Task to carry out>
List every line of the records that contains the word "woman", copying each one in full.

Records supplied>
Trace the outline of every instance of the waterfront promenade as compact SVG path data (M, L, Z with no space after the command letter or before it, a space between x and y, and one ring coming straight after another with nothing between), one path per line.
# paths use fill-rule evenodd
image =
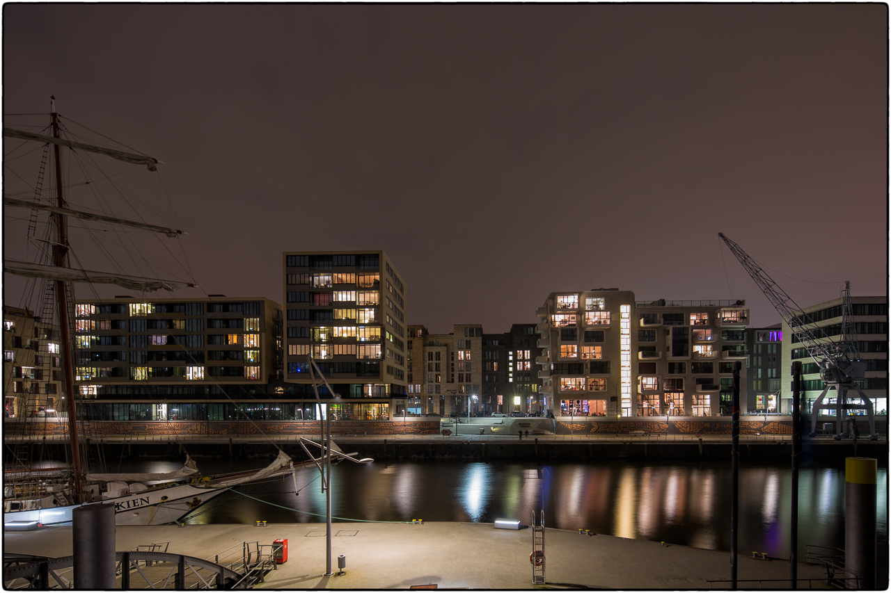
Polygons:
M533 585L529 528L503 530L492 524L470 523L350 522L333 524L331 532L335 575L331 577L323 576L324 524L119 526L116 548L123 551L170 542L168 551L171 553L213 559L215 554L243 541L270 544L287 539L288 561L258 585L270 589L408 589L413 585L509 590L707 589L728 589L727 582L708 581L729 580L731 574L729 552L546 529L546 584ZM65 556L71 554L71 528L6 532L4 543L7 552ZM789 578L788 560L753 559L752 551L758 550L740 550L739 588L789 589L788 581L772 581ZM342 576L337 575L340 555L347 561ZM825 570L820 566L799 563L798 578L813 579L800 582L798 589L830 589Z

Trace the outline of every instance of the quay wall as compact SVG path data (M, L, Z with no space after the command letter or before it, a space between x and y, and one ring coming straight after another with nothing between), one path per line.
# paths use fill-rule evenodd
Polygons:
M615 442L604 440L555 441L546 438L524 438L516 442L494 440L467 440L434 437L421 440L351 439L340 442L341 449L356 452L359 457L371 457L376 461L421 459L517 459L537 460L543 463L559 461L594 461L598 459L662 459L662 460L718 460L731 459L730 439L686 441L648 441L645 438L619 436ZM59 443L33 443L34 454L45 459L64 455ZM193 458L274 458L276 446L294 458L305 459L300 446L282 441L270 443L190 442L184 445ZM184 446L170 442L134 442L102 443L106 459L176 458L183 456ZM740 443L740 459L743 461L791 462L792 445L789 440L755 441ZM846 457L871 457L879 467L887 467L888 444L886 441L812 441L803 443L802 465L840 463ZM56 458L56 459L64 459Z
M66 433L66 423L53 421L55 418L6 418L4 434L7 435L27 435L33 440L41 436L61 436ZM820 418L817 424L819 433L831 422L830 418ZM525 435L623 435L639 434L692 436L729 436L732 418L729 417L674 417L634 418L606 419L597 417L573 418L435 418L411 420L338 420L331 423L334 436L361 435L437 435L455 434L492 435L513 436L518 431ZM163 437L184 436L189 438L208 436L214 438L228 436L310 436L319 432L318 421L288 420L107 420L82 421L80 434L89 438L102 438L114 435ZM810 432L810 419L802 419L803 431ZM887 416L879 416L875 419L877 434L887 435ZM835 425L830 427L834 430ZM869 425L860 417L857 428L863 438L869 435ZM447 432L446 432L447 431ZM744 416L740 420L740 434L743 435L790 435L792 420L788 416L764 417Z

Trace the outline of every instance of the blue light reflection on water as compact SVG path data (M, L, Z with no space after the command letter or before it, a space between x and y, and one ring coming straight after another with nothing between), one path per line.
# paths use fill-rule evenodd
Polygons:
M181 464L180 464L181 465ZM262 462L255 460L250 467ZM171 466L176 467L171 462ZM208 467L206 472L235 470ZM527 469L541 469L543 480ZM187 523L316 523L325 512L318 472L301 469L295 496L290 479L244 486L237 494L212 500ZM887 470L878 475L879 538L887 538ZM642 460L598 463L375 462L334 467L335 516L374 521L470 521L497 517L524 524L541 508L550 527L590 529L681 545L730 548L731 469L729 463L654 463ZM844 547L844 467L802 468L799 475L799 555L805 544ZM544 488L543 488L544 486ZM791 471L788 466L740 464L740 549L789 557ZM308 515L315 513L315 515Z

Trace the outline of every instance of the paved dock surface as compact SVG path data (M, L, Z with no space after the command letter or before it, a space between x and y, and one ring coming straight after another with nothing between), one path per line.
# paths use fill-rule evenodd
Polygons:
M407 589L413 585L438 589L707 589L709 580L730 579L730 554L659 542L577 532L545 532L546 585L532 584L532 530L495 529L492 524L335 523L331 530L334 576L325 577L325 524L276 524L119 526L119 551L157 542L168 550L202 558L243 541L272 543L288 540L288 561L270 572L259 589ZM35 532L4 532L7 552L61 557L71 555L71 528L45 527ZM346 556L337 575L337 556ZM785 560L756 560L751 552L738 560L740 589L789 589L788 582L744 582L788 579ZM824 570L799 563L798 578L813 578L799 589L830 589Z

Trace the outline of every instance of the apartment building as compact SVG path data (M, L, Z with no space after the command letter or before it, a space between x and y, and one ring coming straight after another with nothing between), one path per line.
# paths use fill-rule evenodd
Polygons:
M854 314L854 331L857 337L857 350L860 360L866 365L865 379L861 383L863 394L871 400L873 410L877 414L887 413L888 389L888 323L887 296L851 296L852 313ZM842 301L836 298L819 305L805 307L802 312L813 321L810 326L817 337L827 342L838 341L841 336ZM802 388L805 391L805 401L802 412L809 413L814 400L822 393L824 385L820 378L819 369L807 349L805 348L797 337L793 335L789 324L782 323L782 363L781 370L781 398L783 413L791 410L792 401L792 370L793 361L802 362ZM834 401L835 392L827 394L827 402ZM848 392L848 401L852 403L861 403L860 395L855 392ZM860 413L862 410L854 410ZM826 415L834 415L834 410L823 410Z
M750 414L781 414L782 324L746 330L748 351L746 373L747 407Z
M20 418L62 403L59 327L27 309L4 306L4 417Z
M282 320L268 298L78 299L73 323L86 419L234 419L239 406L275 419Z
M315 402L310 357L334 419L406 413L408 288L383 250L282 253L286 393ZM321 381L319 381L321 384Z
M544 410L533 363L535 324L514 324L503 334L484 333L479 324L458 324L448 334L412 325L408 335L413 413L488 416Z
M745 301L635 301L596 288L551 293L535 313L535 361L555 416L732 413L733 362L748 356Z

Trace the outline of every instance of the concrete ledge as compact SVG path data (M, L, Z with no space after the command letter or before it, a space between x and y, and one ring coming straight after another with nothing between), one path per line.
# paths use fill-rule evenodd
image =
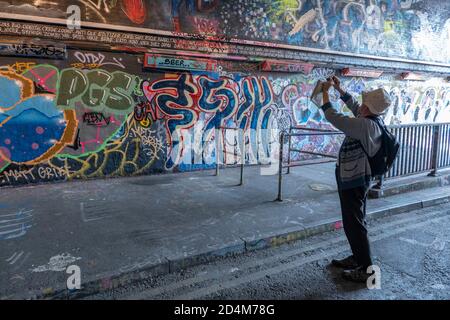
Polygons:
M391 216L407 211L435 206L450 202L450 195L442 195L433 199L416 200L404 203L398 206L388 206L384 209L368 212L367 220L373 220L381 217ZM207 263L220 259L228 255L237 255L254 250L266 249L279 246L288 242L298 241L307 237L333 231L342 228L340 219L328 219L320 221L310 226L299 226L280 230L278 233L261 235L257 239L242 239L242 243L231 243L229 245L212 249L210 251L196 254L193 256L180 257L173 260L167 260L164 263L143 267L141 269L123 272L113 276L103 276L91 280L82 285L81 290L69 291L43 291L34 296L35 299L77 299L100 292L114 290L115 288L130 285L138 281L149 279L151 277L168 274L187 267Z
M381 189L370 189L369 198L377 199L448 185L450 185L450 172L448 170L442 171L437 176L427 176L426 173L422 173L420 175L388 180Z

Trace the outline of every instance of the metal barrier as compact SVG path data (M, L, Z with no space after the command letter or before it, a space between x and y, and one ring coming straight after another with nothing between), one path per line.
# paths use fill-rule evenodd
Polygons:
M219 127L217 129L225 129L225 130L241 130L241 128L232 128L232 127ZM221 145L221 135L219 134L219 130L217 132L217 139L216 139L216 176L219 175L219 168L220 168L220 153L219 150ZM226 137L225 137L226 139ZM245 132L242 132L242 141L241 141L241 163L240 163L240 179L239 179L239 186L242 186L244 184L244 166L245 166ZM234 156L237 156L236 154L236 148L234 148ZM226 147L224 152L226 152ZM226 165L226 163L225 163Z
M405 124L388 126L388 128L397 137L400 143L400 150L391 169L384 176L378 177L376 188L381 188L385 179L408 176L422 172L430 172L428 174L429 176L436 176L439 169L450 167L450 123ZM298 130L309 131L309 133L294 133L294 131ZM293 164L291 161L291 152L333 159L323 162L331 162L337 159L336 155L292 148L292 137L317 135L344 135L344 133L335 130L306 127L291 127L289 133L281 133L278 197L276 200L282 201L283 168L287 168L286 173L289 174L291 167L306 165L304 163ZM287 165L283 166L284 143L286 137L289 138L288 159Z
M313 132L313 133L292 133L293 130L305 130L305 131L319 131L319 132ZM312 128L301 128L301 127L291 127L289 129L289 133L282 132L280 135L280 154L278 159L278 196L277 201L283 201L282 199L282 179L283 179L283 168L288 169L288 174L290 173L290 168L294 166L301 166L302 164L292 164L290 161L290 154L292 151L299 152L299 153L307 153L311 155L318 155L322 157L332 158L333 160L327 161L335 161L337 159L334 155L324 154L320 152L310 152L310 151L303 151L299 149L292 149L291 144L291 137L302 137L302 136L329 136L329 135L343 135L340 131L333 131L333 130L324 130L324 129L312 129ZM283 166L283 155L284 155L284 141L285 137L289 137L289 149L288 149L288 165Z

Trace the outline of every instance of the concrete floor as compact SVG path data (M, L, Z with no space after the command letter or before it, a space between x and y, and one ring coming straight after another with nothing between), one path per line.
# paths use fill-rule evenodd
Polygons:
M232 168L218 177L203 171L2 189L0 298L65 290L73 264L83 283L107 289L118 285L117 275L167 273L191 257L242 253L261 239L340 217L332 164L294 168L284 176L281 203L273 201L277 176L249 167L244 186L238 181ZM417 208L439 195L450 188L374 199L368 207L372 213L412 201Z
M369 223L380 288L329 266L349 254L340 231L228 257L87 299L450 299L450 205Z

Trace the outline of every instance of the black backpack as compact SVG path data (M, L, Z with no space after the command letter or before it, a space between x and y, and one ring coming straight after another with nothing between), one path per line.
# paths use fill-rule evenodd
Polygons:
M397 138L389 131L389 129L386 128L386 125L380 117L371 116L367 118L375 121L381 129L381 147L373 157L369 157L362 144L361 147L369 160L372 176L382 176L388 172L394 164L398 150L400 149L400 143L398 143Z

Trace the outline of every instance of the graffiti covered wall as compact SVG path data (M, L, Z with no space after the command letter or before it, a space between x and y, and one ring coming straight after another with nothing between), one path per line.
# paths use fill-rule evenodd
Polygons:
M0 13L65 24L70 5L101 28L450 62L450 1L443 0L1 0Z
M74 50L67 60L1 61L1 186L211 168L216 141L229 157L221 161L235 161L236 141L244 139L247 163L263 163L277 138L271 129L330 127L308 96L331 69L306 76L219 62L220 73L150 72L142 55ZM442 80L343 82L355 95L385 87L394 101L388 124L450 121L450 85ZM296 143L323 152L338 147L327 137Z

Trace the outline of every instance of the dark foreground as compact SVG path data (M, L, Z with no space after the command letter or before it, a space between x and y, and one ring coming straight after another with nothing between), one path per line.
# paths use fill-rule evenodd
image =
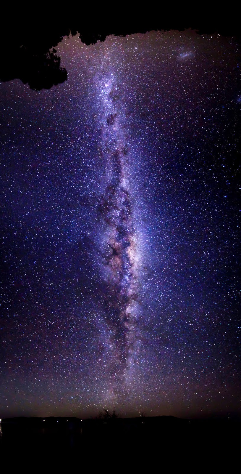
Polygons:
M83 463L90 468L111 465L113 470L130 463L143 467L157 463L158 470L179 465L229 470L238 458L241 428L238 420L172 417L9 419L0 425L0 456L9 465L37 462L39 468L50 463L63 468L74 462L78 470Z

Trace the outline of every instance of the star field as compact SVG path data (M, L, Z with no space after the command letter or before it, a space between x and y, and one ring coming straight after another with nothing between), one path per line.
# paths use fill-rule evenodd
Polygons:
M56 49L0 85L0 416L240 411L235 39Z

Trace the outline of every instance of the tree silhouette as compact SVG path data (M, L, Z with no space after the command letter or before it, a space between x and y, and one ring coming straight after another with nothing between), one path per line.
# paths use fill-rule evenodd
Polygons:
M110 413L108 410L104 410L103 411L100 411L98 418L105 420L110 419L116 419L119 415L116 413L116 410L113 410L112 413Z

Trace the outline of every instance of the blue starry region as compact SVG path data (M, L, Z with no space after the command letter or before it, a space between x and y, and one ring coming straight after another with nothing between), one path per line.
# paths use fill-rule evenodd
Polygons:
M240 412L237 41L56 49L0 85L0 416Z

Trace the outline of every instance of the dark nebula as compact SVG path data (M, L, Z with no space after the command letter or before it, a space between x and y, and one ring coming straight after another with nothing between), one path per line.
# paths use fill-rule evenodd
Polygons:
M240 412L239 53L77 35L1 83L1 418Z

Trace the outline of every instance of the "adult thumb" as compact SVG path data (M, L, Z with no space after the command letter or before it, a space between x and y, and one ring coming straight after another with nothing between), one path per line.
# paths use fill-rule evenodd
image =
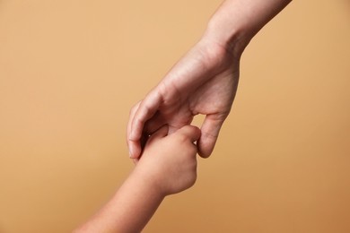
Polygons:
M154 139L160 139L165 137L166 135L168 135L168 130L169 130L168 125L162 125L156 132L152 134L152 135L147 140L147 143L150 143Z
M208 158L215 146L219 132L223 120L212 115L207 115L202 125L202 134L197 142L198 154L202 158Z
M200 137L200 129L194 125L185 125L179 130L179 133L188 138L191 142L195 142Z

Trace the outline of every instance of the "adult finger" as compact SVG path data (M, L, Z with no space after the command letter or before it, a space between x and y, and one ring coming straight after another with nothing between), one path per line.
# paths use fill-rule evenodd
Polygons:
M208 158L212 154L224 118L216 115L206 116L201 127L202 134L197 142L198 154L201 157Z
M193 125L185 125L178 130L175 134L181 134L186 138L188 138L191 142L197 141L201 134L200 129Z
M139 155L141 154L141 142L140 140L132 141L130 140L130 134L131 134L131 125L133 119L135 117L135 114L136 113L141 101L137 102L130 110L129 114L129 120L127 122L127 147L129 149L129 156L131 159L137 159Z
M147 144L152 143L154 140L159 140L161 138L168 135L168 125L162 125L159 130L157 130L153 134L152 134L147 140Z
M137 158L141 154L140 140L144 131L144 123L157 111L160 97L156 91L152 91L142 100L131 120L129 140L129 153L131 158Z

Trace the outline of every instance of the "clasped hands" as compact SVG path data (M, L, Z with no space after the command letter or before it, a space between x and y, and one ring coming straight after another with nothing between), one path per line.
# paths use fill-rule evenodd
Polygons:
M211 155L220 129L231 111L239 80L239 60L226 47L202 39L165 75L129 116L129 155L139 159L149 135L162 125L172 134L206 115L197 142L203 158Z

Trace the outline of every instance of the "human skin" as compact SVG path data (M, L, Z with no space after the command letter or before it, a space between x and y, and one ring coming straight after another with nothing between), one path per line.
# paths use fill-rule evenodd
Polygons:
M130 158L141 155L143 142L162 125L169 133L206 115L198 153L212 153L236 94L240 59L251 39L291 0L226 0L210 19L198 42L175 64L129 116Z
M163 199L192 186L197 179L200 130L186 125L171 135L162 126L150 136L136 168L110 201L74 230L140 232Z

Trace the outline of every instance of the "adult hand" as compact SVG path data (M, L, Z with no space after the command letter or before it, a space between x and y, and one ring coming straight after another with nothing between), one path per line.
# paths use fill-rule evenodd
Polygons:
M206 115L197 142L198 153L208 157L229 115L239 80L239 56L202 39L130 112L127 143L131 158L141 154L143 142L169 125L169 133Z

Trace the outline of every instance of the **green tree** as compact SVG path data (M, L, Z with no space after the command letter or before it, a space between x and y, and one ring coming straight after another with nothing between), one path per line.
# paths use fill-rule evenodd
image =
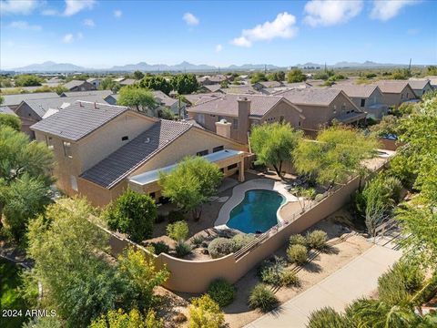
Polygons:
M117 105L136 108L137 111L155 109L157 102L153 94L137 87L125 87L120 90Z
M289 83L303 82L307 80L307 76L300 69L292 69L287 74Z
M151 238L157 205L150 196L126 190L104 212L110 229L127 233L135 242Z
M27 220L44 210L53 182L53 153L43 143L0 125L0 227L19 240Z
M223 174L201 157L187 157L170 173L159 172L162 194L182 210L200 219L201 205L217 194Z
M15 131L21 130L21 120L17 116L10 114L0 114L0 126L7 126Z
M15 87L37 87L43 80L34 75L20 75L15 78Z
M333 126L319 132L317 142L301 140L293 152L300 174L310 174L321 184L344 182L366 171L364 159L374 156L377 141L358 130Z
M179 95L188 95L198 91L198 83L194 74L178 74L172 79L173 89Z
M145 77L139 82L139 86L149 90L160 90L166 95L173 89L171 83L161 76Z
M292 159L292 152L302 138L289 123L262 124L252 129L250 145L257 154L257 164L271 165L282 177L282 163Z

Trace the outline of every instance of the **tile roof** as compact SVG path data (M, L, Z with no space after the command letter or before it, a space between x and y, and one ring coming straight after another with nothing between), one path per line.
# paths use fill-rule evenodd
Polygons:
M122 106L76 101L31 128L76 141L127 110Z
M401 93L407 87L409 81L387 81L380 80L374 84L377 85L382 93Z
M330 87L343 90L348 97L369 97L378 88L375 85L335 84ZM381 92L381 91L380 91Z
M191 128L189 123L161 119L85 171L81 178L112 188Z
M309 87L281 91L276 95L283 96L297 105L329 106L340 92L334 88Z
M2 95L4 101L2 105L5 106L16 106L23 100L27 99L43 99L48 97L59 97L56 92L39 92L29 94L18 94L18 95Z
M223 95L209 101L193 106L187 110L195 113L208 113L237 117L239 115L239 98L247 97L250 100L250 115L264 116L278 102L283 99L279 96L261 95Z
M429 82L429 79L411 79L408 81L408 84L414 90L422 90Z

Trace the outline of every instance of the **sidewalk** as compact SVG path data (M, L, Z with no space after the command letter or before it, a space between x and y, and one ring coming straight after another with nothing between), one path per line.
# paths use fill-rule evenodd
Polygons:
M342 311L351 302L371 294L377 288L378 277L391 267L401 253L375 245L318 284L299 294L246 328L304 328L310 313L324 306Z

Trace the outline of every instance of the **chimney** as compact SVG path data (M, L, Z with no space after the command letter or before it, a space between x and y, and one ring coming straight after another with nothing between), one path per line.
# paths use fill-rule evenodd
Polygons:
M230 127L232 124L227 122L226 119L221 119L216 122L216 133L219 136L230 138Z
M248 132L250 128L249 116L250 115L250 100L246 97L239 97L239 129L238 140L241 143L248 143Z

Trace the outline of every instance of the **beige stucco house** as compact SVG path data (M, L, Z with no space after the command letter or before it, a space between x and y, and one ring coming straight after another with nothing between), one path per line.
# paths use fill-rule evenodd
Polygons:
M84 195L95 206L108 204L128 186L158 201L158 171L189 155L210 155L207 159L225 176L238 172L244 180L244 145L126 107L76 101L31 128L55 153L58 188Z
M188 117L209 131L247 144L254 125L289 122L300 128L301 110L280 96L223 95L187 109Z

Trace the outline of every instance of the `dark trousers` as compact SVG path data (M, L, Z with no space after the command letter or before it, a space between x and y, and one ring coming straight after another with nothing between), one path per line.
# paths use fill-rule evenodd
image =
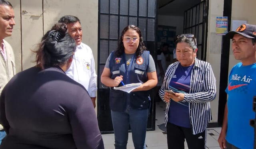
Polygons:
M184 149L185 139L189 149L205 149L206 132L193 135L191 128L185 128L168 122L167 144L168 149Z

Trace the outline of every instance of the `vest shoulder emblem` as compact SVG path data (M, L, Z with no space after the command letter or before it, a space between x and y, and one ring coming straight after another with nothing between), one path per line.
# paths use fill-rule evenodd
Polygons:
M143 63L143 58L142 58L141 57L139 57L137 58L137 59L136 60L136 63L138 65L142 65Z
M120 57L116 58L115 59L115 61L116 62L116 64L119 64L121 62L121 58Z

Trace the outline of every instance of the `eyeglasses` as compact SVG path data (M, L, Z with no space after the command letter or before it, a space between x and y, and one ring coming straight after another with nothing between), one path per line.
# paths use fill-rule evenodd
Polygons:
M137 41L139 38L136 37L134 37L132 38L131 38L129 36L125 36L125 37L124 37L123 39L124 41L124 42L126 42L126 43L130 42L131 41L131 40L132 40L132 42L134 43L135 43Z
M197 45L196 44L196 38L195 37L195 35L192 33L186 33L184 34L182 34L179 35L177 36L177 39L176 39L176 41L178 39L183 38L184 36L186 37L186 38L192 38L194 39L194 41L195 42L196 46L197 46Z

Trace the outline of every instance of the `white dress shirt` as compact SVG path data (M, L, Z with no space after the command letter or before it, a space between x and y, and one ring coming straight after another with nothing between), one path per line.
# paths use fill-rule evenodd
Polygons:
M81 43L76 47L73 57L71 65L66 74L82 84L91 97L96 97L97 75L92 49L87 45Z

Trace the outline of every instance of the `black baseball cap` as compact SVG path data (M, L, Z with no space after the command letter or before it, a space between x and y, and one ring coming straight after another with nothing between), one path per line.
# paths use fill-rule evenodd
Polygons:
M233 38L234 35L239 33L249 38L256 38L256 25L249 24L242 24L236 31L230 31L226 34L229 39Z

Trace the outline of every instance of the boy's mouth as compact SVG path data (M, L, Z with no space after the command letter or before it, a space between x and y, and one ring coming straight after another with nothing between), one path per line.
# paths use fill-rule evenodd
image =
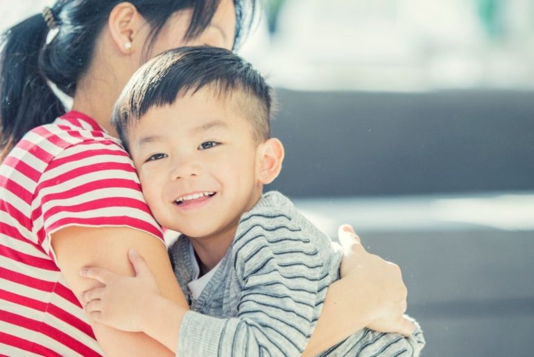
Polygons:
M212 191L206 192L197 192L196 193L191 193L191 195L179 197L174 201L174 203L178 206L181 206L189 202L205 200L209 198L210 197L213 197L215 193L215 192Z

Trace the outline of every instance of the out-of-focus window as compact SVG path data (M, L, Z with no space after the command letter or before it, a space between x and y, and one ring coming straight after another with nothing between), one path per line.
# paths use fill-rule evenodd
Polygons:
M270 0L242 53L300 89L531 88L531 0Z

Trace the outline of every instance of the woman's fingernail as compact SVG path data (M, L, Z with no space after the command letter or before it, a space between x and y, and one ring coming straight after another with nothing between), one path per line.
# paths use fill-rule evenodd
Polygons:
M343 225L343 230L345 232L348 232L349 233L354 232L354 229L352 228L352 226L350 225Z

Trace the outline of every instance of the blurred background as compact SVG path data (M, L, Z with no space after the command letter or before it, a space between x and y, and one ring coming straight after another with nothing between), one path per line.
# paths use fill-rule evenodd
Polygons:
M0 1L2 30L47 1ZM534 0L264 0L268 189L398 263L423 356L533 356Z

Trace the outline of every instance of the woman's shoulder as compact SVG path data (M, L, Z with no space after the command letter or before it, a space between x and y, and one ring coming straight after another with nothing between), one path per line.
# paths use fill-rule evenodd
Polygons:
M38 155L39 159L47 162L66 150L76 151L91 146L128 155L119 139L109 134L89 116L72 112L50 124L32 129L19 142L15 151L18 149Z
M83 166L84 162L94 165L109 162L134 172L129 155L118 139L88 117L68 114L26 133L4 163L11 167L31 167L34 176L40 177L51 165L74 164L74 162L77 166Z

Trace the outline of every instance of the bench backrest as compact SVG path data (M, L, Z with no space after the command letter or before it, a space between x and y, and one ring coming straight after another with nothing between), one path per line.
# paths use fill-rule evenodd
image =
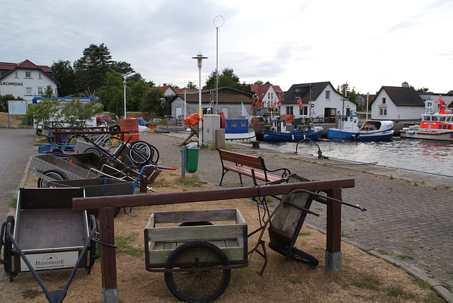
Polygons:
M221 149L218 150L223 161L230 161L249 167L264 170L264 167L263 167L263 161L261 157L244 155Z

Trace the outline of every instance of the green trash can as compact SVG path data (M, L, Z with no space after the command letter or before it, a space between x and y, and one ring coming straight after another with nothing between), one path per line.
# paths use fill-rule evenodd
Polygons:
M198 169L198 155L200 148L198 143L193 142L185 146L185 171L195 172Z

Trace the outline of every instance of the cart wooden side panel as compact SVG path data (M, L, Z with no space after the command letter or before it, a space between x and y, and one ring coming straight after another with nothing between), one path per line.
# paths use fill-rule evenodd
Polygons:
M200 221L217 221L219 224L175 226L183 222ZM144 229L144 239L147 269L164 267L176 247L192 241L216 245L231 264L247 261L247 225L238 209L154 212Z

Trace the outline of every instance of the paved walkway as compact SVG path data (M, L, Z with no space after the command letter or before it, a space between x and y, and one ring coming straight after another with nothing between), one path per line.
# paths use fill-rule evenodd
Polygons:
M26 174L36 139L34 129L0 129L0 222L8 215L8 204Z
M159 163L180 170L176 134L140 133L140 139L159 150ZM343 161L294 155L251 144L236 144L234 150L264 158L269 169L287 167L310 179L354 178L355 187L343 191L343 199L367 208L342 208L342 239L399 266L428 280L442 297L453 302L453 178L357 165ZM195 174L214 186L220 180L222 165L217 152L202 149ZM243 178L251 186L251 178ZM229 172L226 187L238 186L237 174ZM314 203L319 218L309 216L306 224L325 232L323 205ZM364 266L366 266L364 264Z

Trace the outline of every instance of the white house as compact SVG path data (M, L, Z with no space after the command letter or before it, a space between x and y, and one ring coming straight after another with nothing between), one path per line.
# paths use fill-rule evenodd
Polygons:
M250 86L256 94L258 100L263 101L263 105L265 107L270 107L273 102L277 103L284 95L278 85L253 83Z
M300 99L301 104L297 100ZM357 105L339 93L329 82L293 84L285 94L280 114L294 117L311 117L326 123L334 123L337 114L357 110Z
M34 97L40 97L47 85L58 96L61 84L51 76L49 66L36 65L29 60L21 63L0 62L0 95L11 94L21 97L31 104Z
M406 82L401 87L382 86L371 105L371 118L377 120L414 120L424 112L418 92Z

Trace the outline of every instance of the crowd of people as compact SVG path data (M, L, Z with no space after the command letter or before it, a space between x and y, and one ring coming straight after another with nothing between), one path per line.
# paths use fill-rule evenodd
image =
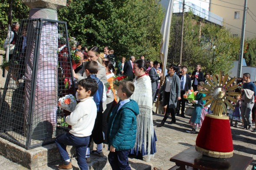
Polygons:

Solution>
Trace the outline of every instance of the woman's fingernail as compact SVG path data (M, L, Z with no space after the command letter or before it, a space between x and y, and one ring coming straight after another with nothing between), one path per line.
Trace the outline of every instance of the woman's shoulder as compact SVG path data (M, L, Z with no space after the command letter or before it, a space between x and y, and one ring coming straight after another with nothing between), one path per line.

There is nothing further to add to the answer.